**EXTRACTED RECORDS:**
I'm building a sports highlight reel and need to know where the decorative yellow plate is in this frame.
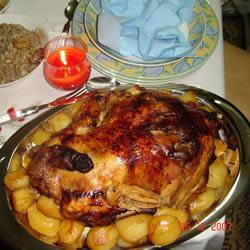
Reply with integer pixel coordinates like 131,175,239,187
72,0,219,84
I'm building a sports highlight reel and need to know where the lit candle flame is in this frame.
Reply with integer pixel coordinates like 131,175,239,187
59,50,67,66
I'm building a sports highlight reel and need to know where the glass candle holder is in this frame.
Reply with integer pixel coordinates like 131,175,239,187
43,35,91,90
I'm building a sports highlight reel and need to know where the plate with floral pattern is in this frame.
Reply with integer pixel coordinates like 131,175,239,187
72,0,219,84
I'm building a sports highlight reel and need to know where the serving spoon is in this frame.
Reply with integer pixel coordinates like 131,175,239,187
62,0,78,34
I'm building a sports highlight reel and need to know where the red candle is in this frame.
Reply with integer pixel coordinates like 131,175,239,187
44,36,91,90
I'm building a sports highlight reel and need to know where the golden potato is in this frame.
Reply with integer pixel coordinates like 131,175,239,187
87,225,119,250
214,139,227,157
189,188,217,214
12,187,35,214
22,151,31,169
223,149,240,176
154,207,188,223
8,152,22,172
39,234,59,245
116,238,138,248
64,102,82,118
59,220,84,244
4,168,30,190
180,91,196,103
49,113,72,132
148,215,181,246
207,158,228,188
115,214,152,244
27,204,61,237
30,128,51,145
36,195,63,220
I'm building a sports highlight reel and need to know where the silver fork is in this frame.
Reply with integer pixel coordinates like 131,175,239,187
0,76,122,126
0,85,89,126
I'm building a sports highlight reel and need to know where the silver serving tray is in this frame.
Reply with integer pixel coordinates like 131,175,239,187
0,84,250,250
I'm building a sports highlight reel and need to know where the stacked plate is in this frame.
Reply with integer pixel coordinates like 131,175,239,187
72,0,219,85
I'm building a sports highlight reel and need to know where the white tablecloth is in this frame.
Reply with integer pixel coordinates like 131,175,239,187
0,0,224,250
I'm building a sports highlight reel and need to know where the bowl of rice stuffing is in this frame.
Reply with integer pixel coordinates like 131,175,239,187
0,14,47,87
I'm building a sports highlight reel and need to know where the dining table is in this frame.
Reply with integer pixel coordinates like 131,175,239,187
0,0,225,250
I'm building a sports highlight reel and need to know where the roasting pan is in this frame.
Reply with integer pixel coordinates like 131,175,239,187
0,84,250,250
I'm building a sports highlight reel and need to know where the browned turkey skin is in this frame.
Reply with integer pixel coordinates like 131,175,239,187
28,88,223,226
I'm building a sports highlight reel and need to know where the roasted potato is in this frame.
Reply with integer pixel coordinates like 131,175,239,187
214,139,227,157
87,225,119,250
8,153,22,172
148,215,181,246
49,113,72,132
36,195,63,220
39,234,59,245
12,187,35,214
207,158,228,188
223,149,240,176
189,188,217,214
59,220,84,244
30,128,51,145
179,91,196,103
27,203,61,237
22,151,31,169
115,214,152,244
4,168,30,190
154,207,188,223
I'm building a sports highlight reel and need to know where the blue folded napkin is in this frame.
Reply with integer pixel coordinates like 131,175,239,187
98,0,194,60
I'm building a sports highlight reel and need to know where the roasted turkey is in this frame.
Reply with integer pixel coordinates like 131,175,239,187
28,87,225,226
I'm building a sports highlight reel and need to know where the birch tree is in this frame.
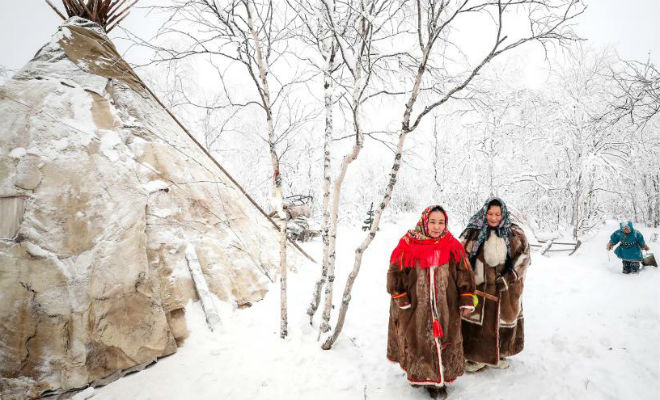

**SHORT PROBLEM:**
Please list each line from the entries above that contains the string "candle", treating uppercase and lowercase as different.

**EXPECTED ANSWER:**
I'm building a sports highlight reel and need to know where the lit candle flame is in this frame.
I'm building a sports highlight reel and need to know where the glass candle holder is in this frame.
I'm building a sports highlight reel and need to know where the red candle is in this frame.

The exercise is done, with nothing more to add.